WHAT THE TASK REQUIRES
Rewrite these lines, changing every "one per instance" to "one for each occurrence" and leaving everything else as it is.

THE RECORDS
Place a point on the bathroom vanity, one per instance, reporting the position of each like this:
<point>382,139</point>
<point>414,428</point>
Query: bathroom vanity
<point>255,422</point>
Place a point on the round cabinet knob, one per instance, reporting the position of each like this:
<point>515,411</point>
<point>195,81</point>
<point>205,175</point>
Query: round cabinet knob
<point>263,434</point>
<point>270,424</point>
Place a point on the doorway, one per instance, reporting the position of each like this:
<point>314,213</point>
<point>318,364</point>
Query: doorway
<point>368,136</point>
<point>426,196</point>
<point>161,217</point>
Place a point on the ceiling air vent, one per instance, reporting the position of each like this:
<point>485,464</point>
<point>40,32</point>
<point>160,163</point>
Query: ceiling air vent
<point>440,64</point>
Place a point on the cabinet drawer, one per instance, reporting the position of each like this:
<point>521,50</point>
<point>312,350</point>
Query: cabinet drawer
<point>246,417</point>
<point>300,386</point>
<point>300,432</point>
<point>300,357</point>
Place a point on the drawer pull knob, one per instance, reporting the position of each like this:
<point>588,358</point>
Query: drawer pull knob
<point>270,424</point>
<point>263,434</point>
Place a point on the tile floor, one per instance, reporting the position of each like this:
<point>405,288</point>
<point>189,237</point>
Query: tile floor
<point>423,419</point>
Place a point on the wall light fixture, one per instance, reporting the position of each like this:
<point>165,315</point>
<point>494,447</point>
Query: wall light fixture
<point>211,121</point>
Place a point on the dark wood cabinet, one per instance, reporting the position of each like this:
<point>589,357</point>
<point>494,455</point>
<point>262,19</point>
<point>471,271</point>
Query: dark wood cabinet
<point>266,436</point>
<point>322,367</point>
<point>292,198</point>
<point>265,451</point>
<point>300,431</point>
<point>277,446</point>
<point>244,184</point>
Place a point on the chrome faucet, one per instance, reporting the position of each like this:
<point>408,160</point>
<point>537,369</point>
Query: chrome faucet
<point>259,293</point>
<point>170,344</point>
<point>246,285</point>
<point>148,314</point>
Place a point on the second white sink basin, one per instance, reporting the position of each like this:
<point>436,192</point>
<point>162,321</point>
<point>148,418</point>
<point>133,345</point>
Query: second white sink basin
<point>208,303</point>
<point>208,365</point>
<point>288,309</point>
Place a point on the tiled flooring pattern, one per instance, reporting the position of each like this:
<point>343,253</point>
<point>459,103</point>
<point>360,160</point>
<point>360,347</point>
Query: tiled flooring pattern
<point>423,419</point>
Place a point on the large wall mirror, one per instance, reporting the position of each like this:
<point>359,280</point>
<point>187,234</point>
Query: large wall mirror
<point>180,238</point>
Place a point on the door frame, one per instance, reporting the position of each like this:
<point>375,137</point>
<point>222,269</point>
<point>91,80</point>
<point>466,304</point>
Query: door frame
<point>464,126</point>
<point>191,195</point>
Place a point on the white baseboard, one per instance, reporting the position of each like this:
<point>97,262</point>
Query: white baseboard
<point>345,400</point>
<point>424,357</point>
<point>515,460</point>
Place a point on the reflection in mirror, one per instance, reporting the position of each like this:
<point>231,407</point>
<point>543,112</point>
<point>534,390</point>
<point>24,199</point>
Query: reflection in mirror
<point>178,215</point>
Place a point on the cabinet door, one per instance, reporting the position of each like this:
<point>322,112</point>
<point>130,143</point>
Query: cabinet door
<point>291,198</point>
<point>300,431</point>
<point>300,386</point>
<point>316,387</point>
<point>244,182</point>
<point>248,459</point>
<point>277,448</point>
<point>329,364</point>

REPLY
Place a point on the bathroom vanity, one for each occurrence, reporting the position of each like this:
<point>382,139</point>
<point>414,428</point>
Query: bathroom vanity
<point>255,422</point>
Place a point on the round cabinet knob, one for each occurrence, reporting the position of each like this:
<point>515,411</point>
<point>195,81</point>
<point>205,175</point>
Query: round cabinet knob
<point>263,434</point>
<point>270,424</point>
Place a point on the doorway, one for each occurrence, reporting the position of each like this:
<point>314,213</point>
<point>318,364</point>
Query: doorway
<point>368,136</point>
<point>426,196</point>
<point>161,217</point>
Place a point on the ceiling air vent, one for each occurrence, reporting the position of each like this:
<point>485,464</point>
<point>40,32</point>
<point>160,163</point>
Query: ceiling air vent
<point>440,64</point>
Place a point on the cabinet drawer, one for each occurrence, reporting the position of each like this:
<point>521,50</point>
<point>312,350</point>
Query: cabinet drawer
<point>246,417</point>
<point>300,386</point>
<point>300,432</point>
<point>300,357</point>
Place a point on the drawer pull knob, one for each occurrence, reporting the position of each like this:
<point>588,358</point>
Query: drawer pull knob
<point>270,424</point>
<point>263,434</point>
Place a point on the tile floor, one for each occurrence, reporting the position of each like this:
<point>405,288</point>
<point>189,237</point>
Query: tile floor
<point>423,419</point>
Place a point on the wall light fixture, one for each occurrence, reporting the position of each like this:
<point>165,315</point>
<point>494,447</point>
Query: wall light fixture
<point>211,121</point>
Place a point on the dark wood cabinet, one for each occurrence, reporting the position of each like this:
<point>589,357</point>
<point>494,455</point>
<point>262,19</point>
<point>471,271</point>
Query: dark wood cabinet
<point>266,436</point>
<point>322,367</point>
<point>292,198</point>
<point>265,451</point>
<point>300,431</point>
<point>277,446</point>
<point>244,184</point>
Place a point on the chrome faucet, one for each occurrence, reporting the position of each like this:
<point>408,160</point>
<point>537,369</point>
Query: chrome faucet
<point>259,293</point>
<point>170,344</point>
<point>246,285</point>
<point>148,314</point>
Place a point on the second white sink basin, one for each occurrence, reporting the position of each like this:
<point>436,192</point>
<point>162,321</point>
<point>148,418</point>
<point>133,345</point>
Query: second white sink basin
<point>208,303</point>
<point>208,365</point>
<point>288,309</point>
Place a point on the tiled flooring pattern, one for each occurrence, reporting the position of each like this:
<point>343,253</point>
<point>459,103</point>
<point>360,160</point>
<point>360,347</point>
Query: tiled flooring pattern
<point>423,419</point>
Place a point on the large wall mirror, one for each occurrence, reporting the position of each like this:
<point>359,280</point>
<point>187,234</point>
Query: large wall mirror
<point>180,238</point>
Place a point on the door frame, one for each occurrence, reporting the position of each like this:
<point>375,137</point>
<point>222,269</point>
<point>91,80</point>
<point>466,304</point>
Query: door frame
<point>464,126</point>
<point>191,195</point>
Place a point on the white baseboard, one for each occurrence, reporting the position of each like this:
<point>97,262</point>
Query: white baseboard
<point>345,400</point>
<point>424,357</point>
<point>515,460</point>
Place a point on the reflection in mirror, one for each occurrence, reporting the position of each like this:
<point>231,407</point>
<point>543,112</point>
<point>534,390</point>
<point>24,199</point>
Query: reflection in mirror
<point>178,215</point>
Place a point on the cabinet door, one for each occurrence, reporting the position of each like this:
<point>322,112</point>
<point>130,143</point>
Query: cabinet door
<point>291,198</point>
<point>300,431</point>
<point>300,386</point>
<point>316,387</point>
<point>244,182</point>
<point>248,459</point>
<point>277,448</point>
<point>329,364</point>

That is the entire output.